Put the data below into a Markdown table, one row per line, with the columns "Row" for a running number and "Line" for the line itself. Skip blank lines.

##### Provided data #####

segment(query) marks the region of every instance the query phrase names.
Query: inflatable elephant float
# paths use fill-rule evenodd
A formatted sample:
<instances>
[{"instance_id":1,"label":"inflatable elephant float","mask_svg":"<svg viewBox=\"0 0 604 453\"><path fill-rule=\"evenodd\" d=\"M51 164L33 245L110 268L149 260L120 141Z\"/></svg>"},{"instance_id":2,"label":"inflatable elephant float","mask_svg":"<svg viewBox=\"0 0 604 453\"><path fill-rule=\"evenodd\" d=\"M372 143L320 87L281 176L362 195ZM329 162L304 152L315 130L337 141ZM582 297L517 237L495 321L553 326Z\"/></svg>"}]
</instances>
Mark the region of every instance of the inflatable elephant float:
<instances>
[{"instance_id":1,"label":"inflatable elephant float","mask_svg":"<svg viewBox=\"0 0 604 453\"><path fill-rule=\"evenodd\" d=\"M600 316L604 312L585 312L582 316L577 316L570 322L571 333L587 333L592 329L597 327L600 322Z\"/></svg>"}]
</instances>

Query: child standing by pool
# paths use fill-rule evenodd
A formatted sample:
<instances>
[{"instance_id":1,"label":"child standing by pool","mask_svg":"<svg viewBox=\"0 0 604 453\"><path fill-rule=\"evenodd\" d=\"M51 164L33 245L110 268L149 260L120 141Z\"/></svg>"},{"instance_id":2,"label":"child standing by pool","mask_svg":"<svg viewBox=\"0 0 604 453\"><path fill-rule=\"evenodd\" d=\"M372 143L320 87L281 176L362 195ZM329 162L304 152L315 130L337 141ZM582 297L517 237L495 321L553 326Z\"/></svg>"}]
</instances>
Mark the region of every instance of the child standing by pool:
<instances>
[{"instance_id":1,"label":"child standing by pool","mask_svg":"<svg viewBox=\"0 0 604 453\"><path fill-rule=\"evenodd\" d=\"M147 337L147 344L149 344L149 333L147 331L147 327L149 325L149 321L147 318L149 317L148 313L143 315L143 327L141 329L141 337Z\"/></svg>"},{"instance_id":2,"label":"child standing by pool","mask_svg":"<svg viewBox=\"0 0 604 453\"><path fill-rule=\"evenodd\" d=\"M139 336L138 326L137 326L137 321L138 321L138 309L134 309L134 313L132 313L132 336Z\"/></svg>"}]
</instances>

#####

• **Exercise solution**:
| Row | Line |
|---|---|
| 1 | segment(query) marks the region of every instance the query phrase names. |
| 2 | Query: inflatable elephant float |
| 3 | # paths use fill-rule evenodd |
| 4 | A formatted sample: |
| 5 | <instances> |
| 6 | [{"instance_id":1,"label":"inflatable elephant float","mask_svg":"<svg viewBox=\"0 0 604 453\"><path fill-rule=\"evenodd\" d=\"M51 164L33 245L110 268L149 260L120 141Z\"/></svg>"},{"instance_id":2,"label":"inflatable elephant float","mask_svg":"<svg viewBox=\"0 0 604 453\"><path fill-rule=\"evenodd\" d=\"M372 143L320 87L281 176L362 195ZM329 162L304 152L315 130L337 141ZM582 297L517 237L495 321L553 326Z\"/></svg>"}] |
| 7 | </instances> |
| 8 | Mark the region of every instance of the inflatable elephant float: |
| 9 | <instances> |
| 10 | [{"instance_id":1,"label":"inflatable elephant float","mask_svg":"<svg viewBox=\"0 0 604 453\"><path fill-rule=\"evenodd\" d=\"M600 316L604 312L585 312L582 316L577 316L570 322L571 333L587 333L592 329L597 327L600 322Z\"/></svg>"}] |
| 11 | </instances> |
| 12 | Query: child standing by pool |
| 13 | # paths use fill-rule evenodd |
| 14 | A formatted sample: |
| 15 | <instances> |
| 16 | [{"instance_id":1,"label":"child standing by pool","mask_svg":"<svg viewBox=\"0 0 604 453\"><path fill-rule=\"evenodd\" d=\"M51 164L33 245L110 268L149 260L120 141Z\"/></svg>"},{"instance_id":2,"label":"child standing by pool","mask_svg":"<svg viewBox=\"0 0 604 453\"><path fill-rule=\"evenodd\" d=\"M372 143L320 87L281 176L362 195ZM329 162L304 152L315 130L337 141ZM582 297L517 237L495 321L553 326Z\"/></svg>"}] |
| 17 | </instances> |
| 18 | Mark the region of every instance of the child standing by pool: |
| 19 | <instances> |
| 20 | [{"instance_id":1,"label":"child standing by pool","mask_svg":"<svg viewBox=\"0 0 604 453\"><path fill-rule=\"evenodd\" d=\"M147 337L147 344L149 344L149 333L147 331L147 327L149 325L149 321L147 318L149 317L148 313L143 315L143 327L141 329L141 337Z\"/></svg>"},{"instance_id":2,"label":"child standing by pool","mask_svg":"<svg viewBox=\"0 0 604 453\"><path fill-rule=\"evenodd\" d=\"M139 336L138 326L137 326L137 321L138 321L138 309L134 309L134 313L132 313L132 336Z\"/></svg>"}] |
| 21 | </instances> |